+++ PASSAGE TO READ
The possibilities which are presented are blessedness which comes from self-fulfillment and the acceptance by God of that self-fulfillment -- all of this, of course, in relationship with others and not in any presumed human isolation of self hood -- or the disintegration or failure which comes from self-destruction or rejection by God because there is nothing to be received by God in His consequent nature for the furthering of His purpose of good in the course of the process of creative advance. If ever this double-presentation of possibilities has been portrayed in literature, it is to be found in Dostoevski’s Brothers Karamazov. In that novel, the great Russian writer shows Ivan, Aloysha, and Dmitri as caught in this dilemma of choice; and they are appraised, in their personal quality, as blessed or damned, as we might put it, not by the arbitrary fiat of a deus ex machina, but by the ineluctable working out of what they have made of themselves, what they have become, as this is evaluated in terms of what in an earlier chapter we called whatever ultimately determines and assesses true values in the scheme of things.
Thus for each of us, the exacting and inescapable question, which must be faced and answered, is the question of our total mortal life as we are now living it, a question which arises from our mortality with the responsibility which that entails, which puts itself to us in the form of our measuring up to the possibility of becoming authentically ourselves, and which issues in our realization (not so much in thought as in deeply felt experience as existing men) of blessedness, as we know ourselves becoming what we truly are, or in destruction or damnation, as we know ourselves both frustrated men and failures in our human fulfillment. Heidegger in his own way has made this point about men -- not about men in the ‘mass’ or ‘lost in the crowd’, but about each and every man -- although he has made it in his own way. So also have others, many others. They have seen that each of us is a mortal project, so to say, responsible for our actions and for the character which both reflects them and which they reflect, and hence either ‘blessed’ or ‘damned’.
The Christian faith speaks to men who are in this situation. When it is true to itself it does not gloss over the facts, nor does it sentimentalize them. Above all it does not deny them. On the contrary, it is exactly at this point -- in the context of such facts as we have been outlining and with full awareness of the concern, the uncertainty, and even the despair which can come to every man as he looks at himself with unblinking eyes and in utter honesty -- that the Christian gospel has its special relevance and the faith which it awakens has its special significance. In the sequel we shall say more about this. At the moment it will be useful to speak of the presuppositions with which that faith starts in giving its account of men in such a situation.
I wish to notice three of these presuppositions, although I am aware of the fact that they are not exhaustive. The three which we shall consider are: (a) that man is indeed a sinner but that he is also capable of ‘redemption’ and hence of ‘glory’; (b) that history is not a senseless enterprise -- someone has described it as ‘meaningless meandering’ -- but a purposeful movement; and (c) that the natural world, in which history and each human life in community with other human lives have their setting, is not evil but good and also shares in ‘redemption’.
++++++
+++ DATASET CONTENT
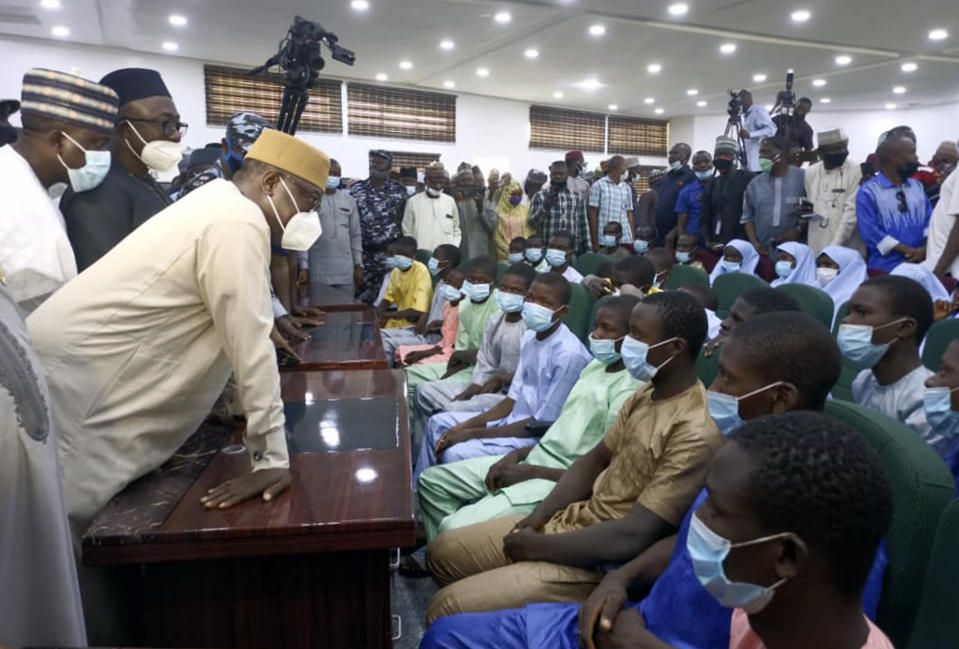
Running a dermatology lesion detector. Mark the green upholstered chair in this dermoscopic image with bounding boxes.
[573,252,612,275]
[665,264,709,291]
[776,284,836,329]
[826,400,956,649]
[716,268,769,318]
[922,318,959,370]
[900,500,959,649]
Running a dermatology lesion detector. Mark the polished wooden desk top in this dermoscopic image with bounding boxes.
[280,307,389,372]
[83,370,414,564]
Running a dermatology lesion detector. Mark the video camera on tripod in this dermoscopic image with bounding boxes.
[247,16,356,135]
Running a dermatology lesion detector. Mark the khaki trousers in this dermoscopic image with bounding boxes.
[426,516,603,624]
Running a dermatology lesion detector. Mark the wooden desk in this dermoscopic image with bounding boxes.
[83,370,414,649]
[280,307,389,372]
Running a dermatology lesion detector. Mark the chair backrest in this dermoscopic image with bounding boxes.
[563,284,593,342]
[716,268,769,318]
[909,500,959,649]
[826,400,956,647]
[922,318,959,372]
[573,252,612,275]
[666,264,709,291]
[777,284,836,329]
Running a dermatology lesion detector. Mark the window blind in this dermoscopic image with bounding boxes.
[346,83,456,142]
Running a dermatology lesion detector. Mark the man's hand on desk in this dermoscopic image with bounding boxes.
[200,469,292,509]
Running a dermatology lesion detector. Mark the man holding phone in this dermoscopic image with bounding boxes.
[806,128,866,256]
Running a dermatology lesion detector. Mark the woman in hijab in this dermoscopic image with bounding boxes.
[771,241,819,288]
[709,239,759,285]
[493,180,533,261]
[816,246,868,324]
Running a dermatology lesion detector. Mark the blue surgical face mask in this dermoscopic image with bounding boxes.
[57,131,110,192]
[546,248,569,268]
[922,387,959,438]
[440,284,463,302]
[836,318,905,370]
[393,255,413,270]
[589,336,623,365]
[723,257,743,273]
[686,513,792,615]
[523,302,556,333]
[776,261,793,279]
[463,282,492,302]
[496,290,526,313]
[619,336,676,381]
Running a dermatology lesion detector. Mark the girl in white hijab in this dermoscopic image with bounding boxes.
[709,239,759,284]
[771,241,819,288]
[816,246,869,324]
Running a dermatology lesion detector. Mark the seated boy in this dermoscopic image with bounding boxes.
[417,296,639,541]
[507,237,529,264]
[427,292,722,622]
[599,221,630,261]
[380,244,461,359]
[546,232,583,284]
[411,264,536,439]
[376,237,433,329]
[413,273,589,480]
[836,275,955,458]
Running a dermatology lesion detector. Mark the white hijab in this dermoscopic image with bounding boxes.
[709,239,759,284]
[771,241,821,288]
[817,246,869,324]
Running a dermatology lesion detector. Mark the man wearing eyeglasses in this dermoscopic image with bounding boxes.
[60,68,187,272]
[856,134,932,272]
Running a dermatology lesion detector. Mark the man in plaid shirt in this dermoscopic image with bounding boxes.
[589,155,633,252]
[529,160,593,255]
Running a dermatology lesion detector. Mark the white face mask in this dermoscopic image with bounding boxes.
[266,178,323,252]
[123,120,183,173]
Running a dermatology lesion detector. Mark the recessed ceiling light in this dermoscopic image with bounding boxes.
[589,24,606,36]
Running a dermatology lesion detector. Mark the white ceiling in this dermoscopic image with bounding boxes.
++++++
### [EXERCISE PROMPT]
Print the section of the passage on mortality and the Christian faith above, starting at "I wish to notice" and ending at "shares in ‘redemption’.".

### [EXERCISE SOLUTION]
I wish to notice three of these presuppositions, although I am aware of the fact that they are not exhaustive. The three which we shall consider are: (a) that man is indeed a sinner but that he is also capable of ‘redemption’ and hence of ‘glory’; (b) that history is not a senseless enterprise -- someone has described it as ‘meaningless meandering’ -- but a purposeful movement; and (c) that the natural world, in which history and each human life in community with other human lives have their setting, is not evil but good and also shares in ‘redemption’.